[WORK TO BE COMPLETED] Please count the lines of the listing below that contain the string "foot" and reply with only that number.

::::::::::

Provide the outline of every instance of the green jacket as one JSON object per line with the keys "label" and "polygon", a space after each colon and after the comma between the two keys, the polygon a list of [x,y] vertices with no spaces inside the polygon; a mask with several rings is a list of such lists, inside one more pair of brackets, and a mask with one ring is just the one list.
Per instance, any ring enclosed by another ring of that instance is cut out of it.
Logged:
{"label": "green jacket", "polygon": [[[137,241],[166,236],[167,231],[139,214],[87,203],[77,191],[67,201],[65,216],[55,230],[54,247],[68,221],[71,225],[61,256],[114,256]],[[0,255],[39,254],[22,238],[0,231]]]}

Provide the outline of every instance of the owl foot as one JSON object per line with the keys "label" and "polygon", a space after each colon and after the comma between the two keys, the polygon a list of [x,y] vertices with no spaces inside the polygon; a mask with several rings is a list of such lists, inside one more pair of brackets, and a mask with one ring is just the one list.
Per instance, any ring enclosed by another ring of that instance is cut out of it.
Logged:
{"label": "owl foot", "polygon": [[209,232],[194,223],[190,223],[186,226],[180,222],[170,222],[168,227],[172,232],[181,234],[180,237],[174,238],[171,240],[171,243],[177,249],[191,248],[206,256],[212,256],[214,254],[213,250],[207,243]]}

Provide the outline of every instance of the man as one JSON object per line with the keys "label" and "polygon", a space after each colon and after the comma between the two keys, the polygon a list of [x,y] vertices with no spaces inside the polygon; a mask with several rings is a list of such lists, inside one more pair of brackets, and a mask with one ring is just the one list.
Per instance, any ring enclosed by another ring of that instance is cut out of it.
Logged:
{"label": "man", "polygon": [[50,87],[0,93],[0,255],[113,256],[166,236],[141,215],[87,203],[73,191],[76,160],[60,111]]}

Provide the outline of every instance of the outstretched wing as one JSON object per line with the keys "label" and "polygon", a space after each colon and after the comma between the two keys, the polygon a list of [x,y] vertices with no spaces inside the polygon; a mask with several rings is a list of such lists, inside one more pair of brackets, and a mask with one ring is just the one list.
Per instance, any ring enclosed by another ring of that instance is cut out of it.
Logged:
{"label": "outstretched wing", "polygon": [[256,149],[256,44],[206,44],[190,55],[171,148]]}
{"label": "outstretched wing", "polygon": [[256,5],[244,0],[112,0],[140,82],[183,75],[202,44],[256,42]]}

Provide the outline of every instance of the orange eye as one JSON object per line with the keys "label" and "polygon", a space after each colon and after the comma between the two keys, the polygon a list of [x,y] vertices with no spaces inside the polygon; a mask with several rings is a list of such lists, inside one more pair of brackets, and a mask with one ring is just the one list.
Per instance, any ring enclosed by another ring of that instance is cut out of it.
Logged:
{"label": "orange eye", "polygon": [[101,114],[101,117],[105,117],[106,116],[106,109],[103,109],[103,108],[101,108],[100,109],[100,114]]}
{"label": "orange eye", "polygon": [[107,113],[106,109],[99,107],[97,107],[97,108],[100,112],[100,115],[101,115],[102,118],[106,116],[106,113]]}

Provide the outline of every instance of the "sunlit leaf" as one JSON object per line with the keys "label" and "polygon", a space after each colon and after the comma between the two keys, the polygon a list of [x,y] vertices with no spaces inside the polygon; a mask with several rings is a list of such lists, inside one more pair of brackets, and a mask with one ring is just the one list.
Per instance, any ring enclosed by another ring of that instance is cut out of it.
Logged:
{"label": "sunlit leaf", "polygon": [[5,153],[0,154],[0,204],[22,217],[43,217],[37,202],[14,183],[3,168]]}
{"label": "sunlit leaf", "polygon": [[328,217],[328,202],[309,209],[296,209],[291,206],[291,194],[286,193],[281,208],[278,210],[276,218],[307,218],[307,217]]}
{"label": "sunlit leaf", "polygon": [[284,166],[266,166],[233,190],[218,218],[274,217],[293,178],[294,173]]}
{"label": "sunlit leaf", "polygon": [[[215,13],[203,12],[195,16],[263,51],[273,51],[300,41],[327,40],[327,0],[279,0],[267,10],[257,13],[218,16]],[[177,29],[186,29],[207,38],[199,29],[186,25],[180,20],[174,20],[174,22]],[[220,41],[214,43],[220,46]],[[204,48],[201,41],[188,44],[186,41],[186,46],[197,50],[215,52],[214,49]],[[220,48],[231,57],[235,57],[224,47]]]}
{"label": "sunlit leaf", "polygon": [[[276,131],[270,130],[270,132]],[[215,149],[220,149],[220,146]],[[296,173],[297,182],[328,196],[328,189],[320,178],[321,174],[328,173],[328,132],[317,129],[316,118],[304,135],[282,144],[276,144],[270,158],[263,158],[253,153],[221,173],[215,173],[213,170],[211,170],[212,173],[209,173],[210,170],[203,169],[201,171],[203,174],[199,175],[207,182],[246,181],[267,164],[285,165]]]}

::::::::::

[OUTPUT FOR THIS EXERCISE] 2